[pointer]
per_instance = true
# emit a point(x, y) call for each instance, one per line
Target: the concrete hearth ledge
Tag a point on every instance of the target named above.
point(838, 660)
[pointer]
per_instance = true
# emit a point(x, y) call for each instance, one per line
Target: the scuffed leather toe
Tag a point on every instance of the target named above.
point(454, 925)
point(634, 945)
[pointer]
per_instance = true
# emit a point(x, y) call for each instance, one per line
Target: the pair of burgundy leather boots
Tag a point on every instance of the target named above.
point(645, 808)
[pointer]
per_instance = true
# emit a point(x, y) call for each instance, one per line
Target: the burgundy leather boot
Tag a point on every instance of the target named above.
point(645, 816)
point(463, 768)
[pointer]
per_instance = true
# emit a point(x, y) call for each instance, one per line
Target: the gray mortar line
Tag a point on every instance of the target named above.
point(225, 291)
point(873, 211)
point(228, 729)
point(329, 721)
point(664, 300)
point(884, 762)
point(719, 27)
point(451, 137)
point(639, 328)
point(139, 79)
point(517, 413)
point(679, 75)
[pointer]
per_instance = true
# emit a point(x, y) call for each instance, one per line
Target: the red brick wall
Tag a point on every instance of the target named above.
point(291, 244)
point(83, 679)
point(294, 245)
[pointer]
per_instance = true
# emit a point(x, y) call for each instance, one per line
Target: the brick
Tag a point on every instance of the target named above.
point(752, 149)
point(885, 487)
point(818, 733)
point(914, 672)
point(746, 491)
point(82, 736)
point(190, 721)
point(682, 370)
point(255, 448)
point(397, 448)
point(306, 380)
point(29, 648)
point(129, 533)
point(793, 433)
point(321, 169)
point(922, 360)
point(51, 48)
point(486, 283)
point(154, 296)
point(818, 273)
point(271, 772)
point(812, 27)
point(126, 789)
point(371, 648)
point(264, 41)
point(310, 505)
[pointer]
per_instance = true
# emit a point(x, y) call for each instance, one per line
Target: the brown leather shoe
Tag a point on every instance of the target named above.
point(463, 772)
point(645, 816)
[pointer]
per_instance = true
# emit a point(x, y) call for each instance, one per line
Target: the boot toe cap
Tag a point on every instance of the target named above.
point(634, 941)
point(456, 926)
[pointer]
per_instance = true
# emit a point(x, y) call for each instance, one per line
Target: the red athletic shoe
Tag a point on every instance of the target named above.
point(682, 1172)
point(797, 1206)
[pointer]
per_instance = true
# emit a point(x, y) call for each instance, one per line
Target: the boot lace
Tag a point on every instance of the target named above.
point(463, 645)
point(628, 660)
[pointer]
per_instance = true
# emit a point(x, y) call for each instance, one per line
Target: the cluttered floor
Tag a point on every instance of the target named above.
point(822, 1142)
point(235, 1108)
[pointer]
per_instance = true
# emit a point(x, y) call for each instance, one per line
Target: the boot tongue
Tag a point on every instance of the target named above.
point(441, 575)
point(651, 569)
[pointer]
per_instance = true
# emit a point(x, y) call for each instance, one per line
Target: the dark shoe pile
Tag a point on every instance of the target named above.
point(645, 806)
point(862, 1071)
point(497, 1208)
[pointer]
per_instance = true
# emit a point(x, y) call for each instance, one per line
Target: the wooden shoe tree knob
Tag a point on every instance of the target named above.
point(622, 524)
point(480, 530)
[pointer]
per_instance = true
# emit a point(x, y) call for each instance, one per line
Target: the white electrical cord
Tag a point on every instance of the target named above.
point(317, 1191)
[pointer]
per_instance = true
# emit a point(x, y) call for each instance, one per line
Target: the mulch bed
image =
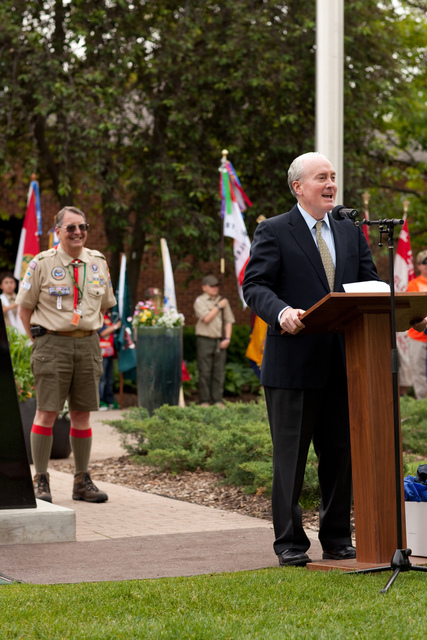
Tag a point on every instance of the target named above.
point(199, 487)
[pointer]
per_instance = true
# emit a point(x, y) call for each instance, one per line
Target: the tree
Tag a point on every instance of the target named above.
point(134, 101)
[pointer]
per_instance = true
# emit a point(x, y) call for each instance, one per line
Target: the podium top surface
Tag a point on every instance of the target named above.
point(336, 310)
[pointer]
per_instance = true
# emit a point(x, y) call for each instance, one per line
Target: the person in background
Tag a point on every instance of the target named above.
point(8, 301)
point(62, 299)
point(417, 343)
point(213, 330)
point(106, 383)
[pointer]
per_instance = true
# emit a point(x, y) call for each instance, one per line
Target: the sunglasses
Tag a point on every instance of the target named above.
point(70, 228)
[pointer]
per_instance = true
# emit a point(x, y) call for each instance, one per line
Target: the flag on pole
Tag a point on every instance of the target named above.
point(168, 281)
point(403, 273)
point(125, 345)
point(29, 245)
point(366, 227)
point(233, 203)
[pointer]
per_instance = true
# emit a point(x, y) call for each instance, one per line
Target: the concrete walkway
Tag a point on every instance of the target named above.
point(137, 535)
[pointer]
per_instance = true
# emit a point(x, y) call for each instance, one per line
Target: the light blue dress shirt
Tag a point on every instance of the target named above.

#####

Rewrite every line of the records above as a single numbered list, skipping any blank lines and leaving the pictures out of your answer.

SOLVED PROBLEM
1. [pointer]
2. per_instance = true
3. # emit a point(x, y) call for each instance, one per line
4. Target: the concrete hearth ledge
5. Tag a point on every instance of the target named above.
6. point(838, 660)
7. [pointer]
8. per_instance = true
9. # emit a point(x, y) call for each instance, one per line
10. Target: the scuffed leather toe
11. Tag a point on every instance of the target named above.
12. point(454, 925)
13. point(634, 945)
14. [pointer]
15. per_instance = true
16. # emit a point(x, y) call for each instance, one per line
17. Target: the pair of burgundy leather boots
18. Tag a point on every instance of the target named above.
19. point(645, 808)
20. [pointer]
21. per_instance = true
22. # emit a point(x, y) call for each instance, one per line
23. Target: the burgundy leather boot
24. Tag a point on every instance of the target named above.
25. point(645, 816)
26. point(463, 768)
27. [pointer]
28. per_instance = true
29. # emit a point(x, y) call for each instance, one per line
30. Target: the gray mortar line
31. Tag a point on every instance of the target named above.
32. point(225, 291)
33. point(873, 211)
34. point(228, 729)
35. point(329, 721)
36. point(664, 300)
37. point(884, 762)
38. point(719, 27)
39. point(451, 137)
40. point(639, 328)
41. point(139, 79)
42. point(517, 413)
43. point(679, 75)
44. [pointer]
45. per_instance = true
46. # emit a point(x, y) call for each instance, one per line
47. Target: the red brick wall
48. Tag a point on every instance of the target named above.
49. point(291, 244)
50. point(83, 679)
51. point(294, 245)
52. [pointer]
53. per_instance = true
54. # emit a point(x, y) call for each instance, one per line
55. Target: the brick
56. Tag a point on every instance of the target named above.
57. point(752, 149)
58. point(885, 487)
59. point(818, 733)
60. point(914, 672)
61. point(746, 491)
62. point(82, 736)
63. point(190, 721)
64. point(682, 370)
65. point(255, 448)
66. point(397, 448)
67. point(306, 380)
68. point(29, 648)
69. point(129, 533)
70. point(793, 433)
71. point(321, 169)
72. point(922, 360)
73. point(51, 48)
74. point(486, 283)
75. point(154, 296)
76. point(818, 273)
77. point(271, 772)
78. point(812, 27)
79. point(126, 789)
80. point(371, 648)
81. point(264, 41)
82. point(310, 505)
83. [pointer]
84. per_instance = true
85. # emit a point(x, y) call for each instance, one per line
86. Target: the brown leather shoe
87. Tag a point on every instance of the target named above.
88. point(463, 772)
89. point(645, 816)
90. [pointer]
91. per_instance = true
92. # emit a point(x, y) call for each instance, one per line
93. Target: the boot toe cap
94. Tag a point on every instance of the target named above.
95. point(634, 941)
96. point(456, 926)
97. [pointer]
98. per_instance = true
99. # emit a point(x, y) call for each instance, one per line
100. Target: the red athletic shoe
101. Tag a point on every instance of the target named above.
102. point(682, 1172)
103. point(797, 1206)
104. [pointer]
105. per_instance = true
106. # emit a point(x, y) call for each instance, one per line
107. Target: the boot lace
108. Tag a point on every instance of the target named above.
109. point(463, 645)
110. point(628, 660)
111. [pointer]
112. per_instance = true
113. # emit a point(x, y) call for each instance, one per line
114. Target: the cluttered floor
115. Tag a point on every instance of the target named above.
116. point(822, 1142)
117. point(235, 1108)
118. [pointer]
119. per_instance = true
120. # emit a point(x, y) call for each instance, one per line
121. Target: the boot tongue
122. Tag a point on every instance of the target named above.
123. point(441, 575)
124. point(651, 569)
125. [pointer]
126. per_instance = true
127. # emit a point(x, y) call for each instance, one per line
128. Target: the dark shoe pile
129. Tag a point on every instance of the target named above.
130. point(645, 806)
131. point(862, 1071)
132. point(497, 1208)
133. [pointer]
134. per_instance = true
135. # emit a point(x, y) call for each instance, one per line
136. Target: the wooden shoe tree knob
137. Tag a point on every instance of the target named above.
138. point(622, 524)
139. point(480, 530)
140. [pointer]
141. per_instance = true
142. # emit a point(x, y) call for each instance, one per line
143. Target: the white electrical cord
144. Tag a point on every instance of the target named above.
145. point(317, 1191)
146. [pointer]
147. per_instance = true
148. # emit a point(x, y) call for each instance, one per line
149. Target: the mulch bed
150. image =
151. Tag a point on every instance of the target named above.
152. point(199, 487)
153. [pointer]
154. per_instance = true
155. # emit a point(x, y) call for each instance, one per line
156. Target: the tree
157. Tag a point on every instance of the target named above.
158. point(134, 101)
159. [pointer]
160. per_instance = true
161. # emit a point(x, y) call for each instance, one per line
162. Target: the podium top surface
163. Tag a point on every instance of the target named above.
164. point(336, 310)
165. [pointer]
166. per_instance = true
167. # emit a point(x, y) call for each instance, one per line
168. Target: the person in background
169. Tag a point on every instance of the target named above.
170. point(8, 301)
171. point(62, 299)
172. point(417, 343)
173. point(213, 330)
174. point(106, 383)
175. [pointer]
176. per_instance = true
177. # emit a point(x, y) call for each instance, one per line
178. Target: the sunglasses
179. Tag a point on every instance of the target named above.
180. point(70, 228)
181. [pointer]
182. per_instance = true
183. # emit a point(x, y) call for each instance, one per line
184. Target: the flag on pole
185. Tag a point on every instance of the target named above.
186. point(168, 281)
187. point(403, 273)
188. point(125, 345)
189. point(29, 245)
190. point(366, 227)
191. point(233, 203)
192. [pointer]
193. per_instance = true
194. # emit a point(x, y) call for each instance, one per line
195. Target: the concrete walkway
196. Tag a point on every instance of the target named above.
197. point(137, 535)
198. [pointer]
199. per_instance = true
200. # emit a point(x, y) call for each instance, one per line
201. Target: the light blue dress shirt
202. Tag a point on every instance of the target named above.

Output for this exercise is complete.